● **Text passage**:

Ir directo al contenido

« Volver

Doctor and Patient.

Healing the Doctor-Patient Divide

By PAULINE W. CHEN

Published: September 11, 2008

Dr Chen describes patient-doctor lack of dialogue, or the bad quality of it, too quickly, using too much word without meaning for the health needs of patients facing a critical time in their lives. "But we have lost the ability to converse thoughtfully with one another. And because of that loss, we can no longer discuss the meaning of illness... " Dr Chen hopes "we can revive that conversation. Not in a clinic or hospital room, but here on the Web".

My 40 years of experience as pediatric nephrologists in a developing country - Uruguay - caring children and adolescents with renal diseases, even on chronic dialysis, have taught me the unique and irreplaceable value of face-to-face personal conversation with time and privacy as a way to give and receive support, to help and discuss topics bringing anxiety and sharing emotions, thus having an opportunity to express ideas, doubts, hypothesis, fears. Information technology and Web conversation is less time consuming than personal communication, but has a very limited power to efficiently face the growing doctor-patient divide. Real conversation with patients and their families or with colleagues and friends implies a complex milieu of words, attitudes (is the doctor checking his/her watch frequently?) silences, gestures, tone of voice, and all of its nuances. As a conversation component, silence is an important milestone in clinical practice, although unfortunately considered a loss of time.

● **Provided information**:
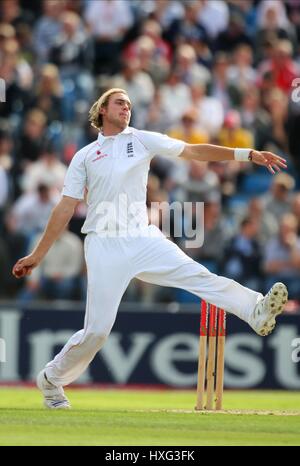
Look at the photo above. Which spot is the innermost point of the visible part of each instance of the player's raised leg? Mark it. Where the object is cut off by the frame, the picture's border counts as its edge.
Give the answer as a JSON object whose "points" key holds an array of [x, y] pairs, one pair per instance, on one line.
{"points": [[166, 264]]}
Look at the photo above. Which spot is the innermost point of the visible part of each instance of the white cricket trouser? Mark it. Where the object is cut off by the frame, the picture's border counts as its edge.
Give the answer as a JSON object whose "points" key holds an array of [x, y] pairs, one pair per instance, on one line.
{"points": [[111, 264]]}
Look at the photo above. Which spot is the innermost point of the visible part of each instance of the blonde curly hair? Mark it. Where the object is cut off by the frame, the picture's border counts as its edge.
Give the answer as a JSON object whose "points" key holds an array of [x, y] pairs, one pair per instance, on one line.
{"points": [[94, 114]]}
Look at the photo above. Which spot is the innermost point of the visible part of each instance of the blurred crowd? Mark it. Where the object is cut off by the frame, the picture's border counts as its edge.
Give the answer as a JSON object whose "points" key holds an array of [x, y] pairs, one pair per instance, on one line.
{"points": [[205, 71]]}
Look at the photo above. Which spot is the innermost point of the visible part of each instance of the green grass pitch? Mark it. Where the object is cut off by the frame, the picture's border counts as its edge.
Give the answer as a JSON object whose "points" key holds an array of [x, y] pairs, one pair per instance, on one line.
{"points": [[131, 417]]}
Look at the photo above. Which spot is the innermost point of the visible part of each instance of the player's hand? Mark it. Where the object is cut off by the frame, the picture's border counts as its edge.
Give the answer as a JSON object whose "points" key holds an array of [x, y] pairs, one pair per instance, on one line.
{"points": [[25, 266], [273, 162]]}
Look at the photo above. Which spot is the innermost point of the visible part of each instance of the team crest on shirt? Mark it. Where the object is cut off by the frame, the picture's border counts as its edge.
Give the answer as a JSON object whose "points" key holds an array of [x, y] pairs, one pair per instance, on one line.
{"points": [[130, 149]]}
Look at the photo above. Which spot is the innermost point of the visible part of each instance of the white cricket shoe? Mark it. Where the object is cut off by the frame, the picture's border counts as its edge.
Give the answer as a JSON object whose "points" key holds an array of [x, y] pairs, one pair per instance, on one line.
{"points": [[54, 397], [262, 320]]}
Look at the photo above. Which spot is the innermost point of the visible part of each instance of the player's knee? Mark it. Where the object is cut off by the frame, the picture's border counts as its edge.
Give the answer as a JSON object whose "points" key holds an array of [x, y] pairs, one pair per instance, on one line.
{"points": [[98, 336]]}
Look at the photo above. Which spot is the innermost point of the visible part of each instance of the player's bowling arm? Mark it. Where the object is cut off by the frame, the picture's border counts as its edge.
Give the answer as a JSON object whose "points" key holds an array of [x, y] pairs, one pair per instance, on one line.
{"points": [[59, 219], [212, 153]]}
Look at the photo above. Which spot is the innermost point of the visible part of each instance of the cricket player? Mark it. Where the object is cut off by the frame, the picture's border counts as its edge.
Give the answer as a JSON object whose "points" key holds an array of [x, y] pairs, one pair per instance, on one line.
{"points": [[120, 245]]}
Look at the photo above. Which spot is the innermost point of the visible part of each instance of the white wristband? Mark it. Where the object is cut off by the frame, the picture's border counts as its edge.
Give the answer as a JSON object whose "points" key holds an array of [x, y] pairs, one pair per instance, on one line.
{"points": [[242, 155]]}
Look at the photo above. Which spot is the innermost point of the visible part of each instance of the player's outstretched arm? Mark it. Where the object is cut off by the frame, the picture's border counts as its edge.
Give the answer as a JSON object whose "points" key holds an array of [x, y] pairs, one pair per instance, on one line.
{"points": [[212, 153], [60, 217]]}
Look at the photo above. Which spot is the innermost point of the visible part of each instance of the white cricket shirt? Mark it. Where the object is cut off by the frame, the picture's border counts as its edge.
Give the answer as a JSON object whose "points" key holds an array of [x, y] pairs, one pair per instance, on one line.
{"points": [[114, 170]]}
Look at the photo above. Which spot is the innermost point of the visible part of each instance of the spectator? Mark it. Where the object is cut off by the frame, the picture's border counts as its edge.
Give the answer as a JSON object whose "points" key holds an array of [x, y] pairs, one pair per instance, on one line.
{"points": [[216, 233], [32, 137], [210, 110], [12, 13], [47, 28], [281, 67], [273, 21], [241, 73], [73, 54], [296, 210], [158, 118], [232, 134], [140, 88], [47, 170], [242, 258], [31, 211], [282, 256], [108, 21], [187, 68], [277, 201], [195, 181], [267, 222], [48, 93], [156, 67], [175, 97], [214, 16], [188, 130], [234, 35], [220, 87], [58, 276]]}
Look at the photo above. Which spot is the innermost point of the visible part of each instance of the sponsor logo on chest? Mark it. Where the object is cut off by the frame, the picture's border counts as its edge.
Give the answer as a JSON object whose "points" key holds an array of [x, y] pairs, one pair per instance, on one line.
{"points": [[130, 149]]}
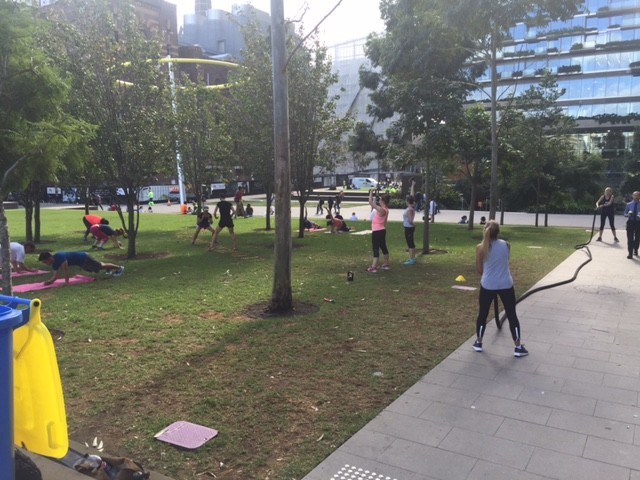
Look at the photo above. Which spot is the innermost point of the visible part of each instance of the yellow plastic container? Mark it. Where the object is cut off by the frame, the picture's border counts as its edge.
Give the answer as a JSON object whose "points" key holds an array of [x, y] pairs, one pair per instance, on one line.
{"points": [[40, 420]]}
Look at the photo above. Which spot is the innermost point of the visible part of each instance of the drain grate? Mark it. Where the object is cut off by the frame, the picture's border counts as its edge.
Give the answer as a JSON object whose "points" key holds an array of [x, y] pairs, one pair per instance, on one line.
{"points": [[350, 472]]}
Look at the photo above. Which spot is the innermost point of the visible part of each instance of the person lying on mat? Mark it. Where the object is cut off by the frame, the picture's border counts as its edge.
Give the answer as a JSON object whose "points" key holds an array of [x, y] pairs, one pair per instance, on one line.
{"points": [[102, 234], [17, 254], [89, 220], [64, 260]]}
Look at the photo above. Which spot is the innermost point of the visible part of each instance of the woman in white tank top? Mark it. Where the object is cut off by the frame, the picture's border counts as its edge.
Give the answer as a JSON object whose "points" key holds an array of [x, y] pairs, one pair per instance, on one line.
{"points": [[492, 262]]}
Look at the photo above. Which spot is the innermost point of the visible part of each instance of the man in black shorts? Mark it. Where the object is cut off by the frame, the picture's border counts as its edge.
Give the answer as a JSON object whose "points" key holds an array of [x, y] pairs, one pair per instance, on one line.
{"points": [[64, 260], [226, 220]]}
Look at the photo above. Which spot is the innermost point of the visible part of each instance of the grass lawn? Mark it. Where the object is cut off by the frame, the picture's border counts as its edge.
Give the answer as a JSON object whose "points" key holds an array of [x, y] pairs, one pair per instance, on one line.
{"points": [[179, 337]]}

● **Exercise**: In the text on the doctor-patient divide, in which country did the writer spend 40 years as a pediatric nephrologist? The records come from a different source than the text on the doctor-patient divide.

● **Exercise response**: Uruguay.